Data extract:
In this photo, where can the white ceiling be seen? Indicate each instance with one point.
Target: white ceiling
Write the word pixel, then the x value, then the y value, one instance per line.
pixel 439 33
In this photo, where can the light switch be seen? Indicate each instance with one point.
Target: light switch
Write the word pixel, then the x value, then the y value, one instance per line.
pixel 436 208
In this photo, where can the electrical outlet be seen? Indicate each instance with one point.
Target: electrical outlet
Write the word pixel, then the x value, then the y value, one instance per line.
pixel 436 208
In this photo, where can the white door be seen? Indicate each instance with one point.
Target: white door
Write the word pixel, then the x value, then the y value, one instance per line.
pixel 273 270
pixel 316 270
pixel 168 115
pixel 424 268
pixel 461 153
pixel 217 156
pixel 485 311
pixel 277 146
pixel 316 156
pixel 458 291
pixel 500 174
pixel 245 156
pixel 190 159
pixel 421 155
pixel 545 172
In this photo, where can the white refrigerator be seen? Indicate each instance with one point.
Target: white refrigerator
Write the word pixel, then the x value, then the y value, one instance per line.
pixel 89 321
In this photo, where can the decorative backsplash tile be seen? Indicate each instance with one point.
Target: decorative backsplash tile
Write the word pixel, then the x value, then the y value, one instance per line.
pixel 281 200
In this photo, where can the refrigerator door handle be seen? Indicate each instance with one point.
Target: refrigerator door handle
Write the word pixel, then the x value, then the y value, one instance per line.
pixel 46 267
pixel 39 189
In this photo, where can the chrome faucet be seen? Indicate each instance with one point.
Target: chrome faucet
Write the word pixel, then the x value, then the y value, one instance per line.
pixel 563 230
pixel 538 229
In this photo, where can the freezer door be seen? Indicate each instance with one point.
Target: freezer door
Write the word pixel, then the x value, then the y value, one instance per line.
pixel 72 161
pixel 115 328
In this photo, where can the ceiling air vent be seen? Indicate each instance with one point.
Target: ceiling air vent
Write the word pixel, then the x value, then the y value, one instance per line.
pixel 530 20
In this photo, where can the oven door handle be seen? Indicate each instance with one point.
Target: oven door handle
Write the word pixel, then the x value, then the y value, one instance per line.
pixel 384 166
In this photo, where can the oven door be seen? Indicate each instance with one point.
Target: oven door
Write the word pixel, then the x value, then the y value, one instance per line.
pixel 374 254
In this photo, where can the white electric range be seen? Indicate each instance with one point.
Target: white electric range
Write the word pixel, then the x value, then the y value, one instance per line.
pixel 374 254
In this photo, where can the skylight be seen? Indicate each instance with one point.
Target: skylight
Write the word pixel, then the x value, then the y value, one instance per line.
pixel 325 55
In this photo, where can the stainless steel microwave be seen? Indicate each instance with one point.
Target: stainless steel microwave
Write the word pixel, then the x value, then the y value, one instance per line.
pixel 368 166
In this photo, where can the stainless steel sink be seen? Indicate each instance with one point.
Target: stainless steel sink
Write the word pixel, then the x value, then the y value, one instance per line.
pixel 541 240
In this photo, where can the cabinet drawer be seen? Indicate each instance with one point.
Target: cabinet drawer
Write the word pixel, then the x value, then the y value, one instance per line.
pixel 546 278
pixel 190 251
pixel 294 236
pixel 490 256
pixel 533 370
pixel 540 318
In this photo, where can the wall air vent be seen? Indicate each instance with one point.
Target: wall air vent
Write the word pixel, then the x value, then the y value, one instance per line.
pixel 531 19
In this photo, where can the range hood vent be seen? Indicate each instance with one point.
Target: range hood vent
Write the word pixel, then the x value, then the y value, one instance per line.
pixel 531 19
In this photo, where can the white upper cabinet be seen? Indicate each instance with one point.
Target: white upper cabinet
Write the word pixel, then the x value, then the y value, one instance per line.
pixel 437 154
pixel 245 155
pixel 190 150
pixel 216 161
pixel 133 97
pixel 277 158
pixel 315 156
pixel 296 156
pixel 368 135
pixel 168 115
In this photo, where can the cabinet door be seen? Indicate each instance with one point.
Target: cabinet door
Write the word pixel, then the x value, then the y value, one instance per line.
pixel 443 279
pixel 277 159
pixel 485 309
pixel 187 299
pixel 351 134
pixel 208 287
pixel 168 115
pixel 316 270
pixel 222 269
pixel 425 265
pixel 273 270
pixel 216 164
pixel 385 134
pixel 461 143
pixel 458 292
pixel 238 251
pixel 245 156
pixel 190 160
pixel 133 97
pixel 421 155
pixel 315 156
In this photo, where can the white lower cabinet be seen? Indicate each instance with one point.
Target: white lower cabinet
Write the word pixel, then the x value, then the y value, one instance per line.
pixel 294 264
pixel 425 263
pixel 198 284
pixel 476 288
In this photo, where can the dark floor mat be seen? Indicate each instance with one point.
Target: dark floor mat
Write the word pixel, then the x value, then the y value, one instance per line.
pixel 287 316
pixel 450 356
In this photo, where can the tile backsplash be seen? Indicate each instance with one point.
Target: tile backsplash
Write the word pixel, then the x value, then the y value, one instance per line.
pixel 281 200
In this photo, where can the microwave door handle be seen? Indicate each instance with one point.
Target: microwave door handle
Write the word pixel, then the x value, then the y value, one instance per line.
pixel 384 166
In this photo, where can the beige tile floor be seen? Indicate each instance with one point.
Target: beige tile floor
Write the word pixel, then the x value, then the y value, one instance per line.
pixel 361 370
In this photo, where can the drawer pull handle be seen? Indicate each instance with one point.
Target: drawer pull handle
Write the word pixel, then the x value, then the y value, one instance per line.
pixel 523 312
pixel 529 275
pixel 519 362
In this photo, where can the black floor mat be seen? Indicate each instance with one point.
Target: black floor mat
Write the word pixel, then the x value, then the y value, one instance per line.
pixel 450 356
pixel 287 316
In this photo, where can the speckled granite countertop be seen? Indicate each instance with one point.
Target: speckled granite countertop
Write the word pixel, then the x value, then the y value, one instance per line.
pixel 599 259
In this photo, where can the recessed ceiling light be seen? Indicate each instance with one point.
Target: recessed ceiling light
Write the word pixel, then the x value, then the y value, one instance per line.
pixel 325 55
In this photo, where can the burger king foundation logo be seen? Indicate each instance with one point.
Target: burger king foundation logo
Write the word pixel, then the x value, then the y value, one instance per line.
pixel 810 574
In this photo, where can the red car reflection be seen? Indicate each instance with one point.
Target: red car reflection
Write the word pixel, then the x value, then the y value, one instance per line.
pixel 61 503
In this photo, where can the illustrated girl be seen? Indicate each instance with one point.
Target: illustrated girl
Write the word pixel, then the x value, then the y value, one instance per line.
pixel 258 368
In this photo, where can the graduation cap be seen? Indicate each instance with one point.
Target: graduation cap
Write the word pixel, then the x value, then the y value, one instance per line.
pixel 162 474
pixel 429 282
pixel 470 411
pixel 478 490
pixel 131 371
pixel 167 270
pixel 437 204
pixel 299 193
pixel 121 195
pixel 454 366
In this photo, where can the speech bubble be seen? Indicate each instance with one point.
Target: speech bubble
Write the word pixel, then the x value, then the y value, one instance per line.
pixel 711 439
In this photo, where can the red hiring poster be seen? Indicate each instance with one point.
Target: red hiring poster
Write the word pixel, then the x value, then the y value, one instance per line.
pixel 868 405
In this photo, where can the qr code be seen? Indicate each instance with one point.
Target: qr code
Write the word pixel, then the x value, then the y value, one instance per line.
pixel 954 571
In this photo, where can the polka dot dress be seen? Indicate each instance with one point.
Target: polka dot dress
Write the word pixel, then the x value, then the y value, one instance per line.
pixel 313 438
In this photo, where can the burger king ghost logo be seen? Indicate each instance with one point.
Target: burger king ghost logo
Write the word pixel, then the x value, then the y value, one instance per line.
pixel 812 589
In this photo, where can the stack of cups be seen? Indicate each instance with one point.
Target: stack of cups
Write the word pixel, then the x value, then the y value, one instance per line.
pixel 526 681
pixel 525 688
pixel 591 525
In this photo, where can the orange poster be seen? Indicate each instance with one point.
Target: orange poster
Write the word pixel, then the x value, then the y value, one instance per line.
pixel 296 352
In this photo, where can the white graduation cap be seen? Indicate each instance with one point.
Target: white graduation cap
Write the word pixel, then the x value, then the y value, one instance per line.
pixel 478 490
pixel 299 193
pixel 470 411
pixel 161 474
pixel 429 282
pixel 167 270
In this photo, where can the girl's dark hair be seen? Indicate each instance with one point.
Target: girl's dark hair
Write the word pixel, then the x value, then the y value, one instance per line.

What the exercise asks:
Put everything from the line containing "In this photo, where can the burger king foundation" down to the line containing "pixel 61 503" into a Markdown table, with both of those lines included and blank lines left out. Use two columns: Row, holding the row number, and Line, holding the text of that line.

Full response:
| Row | Line |
|---|---|
| 1 | In this photo, where can the burger king foundation logo be seen? Indicate each instance with one point. |
| 2 | Target: burger king foundation logo |
| 3 | Write the word pixel, then the x value, then the y value, one instance per line. |
| 4 | pixel 810 574 |
| 5 | In this photo, where can the red car reflection be seen? Indicate each instance with one point. |
| 6 | Target: red car reflection |
| 7 | Write the word pixel, then the x value, then the y value, one instance per line. |
| 8 | pixel 61 503 |